Data to use ▸
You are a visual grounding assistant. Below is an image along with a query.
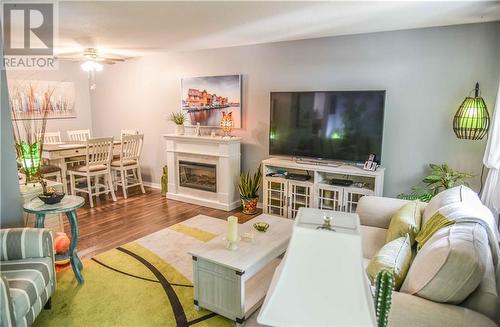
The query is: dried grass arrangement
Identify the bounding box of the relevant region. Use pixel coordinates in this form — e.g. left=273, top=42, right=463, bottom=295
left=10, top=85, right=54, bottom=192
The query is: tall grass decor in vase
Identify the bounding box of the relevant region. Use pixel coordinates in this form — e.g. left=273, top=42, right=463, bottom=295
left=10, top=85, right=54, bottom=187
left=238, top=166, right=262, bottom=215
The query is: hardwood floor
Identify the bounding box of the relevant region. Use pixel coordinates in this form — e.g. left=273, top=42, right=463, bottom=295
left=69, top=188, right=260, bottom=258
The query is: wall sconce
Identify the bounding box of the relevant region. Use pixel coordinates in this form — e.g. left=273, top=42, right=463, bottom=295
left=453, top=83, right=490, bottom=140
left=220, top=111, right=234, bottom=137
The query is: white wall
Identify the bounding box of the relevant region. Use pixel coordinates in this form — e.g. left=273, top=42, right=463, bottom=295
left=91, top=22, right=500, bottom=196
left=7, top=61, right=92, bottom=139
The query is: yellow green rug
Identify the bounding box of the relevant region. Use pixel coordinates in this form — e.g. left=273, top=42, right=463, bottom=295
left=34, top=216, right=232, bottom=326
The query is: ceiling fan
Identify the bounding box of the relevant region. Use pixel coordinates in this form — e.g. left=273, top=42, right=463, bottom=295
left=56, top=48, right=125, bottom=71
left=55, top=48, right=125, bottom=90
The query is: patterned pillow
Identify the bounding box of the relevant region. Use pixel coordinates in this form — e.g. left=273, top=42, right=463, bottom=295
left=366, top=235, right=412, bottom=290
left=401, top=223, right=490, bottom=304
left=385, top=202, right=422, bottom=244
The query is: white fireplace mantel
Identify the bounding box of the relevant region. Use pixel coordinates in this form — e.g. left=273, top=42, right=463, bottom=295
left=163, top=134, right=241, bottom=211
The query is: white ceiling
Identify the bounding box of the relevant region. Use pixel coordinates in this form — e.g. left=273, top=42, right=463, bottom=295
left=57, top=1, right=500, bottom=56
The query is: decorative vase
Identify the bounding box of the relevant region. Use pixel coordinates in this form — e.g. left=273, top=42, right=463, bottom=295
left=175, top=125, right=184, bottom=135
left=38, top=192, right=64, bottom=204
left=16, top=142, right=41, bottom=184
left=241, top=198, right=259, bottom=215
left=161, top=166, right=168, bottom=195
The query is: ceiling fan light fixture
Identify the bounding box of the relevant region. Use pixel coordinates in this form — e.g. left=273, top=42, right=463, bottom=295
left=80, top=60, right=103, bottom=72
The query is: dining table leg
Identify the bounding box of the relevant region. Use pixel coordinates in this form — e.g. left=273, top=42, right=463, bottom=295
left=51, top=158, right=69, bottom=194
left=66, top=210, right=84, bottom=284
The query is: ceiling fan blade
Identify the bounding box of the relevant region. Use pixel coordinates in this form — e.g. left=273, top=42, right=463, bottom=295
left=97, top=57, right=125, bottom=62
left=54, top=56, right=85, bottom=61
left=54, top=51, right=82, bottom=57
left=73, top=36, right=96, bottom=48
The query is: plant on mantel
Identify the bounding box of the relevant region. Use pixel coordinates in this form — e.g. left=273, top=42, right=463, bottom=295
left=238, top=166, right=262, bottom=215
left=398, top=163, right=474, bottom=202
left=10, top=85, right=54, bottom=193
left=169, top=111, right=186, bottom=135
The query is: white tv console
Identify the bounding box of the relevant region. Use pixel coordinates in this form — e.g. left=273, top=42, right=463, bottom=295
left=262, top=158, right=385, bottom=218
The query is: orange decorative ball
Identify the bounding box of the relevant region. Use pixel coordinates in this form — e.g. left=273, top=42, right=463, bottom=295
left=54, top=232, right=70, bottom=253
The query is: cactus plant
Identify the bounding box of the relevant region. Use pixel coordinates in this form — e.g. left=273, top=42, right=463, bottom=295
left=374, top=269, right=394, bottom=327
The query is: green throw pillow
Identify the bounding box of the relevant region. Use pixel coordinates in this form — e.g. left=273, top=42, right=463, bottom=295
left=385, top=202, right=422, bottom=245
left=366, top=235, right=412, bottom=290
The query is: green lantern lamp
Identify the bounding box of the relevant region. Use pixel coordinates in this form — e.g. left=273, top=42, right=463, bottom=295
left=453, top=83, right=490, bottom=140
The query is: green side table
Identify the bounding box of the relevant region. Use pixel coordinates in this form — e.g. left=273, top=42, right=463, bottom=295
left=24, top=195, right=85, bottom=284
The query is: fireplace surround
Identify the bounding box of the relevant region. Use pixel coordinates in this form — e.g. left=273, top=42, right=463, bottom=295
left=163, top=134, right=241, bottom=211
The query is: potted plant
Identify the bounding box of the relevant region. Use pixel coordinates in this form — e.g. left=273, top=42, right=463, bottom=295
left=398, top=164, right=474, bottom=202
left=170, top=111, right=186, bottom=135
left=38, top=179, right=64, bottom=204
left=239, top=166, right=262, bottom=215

Short task ▸
Put the lines of the material above into a numbered list, starting with the line that contains "The query is: yellow green rug" and going on through the line that contains "left=385, top=202, right=422, bottom=244", with both of those lines included. List only these lines and leave out any blank ones.

Problem solution ▸
1. The query is: yellow green rug
2. Identify the bounding box of the relevant region. Use pixel coordinates in this form — e.g. left=273, top=42, right=463, bottom=295
3. left=34, top=216, right=232, bottom=326
4. The query is: ceiling fan
5. Identify the bounding box of the relevant region. Use pixel coordinates in this form — e.g. left=273, top=42, right=463, bottom=295
6. left=56, top=48, right=125, bottom=71
7. left=55, top=48, right=125, bottom=90
8. The query is: patterned pillow
9. Identify the bounding box of the relevant region. Use pixel coordinates in this form — e.g. left=273, top=42, right=463, bottom=295
10. left=366, top=235, right=412, bottom=290
11. left=401, top=223, right=490, bottom=304
12. left=385, top=202, right=422, bottom=244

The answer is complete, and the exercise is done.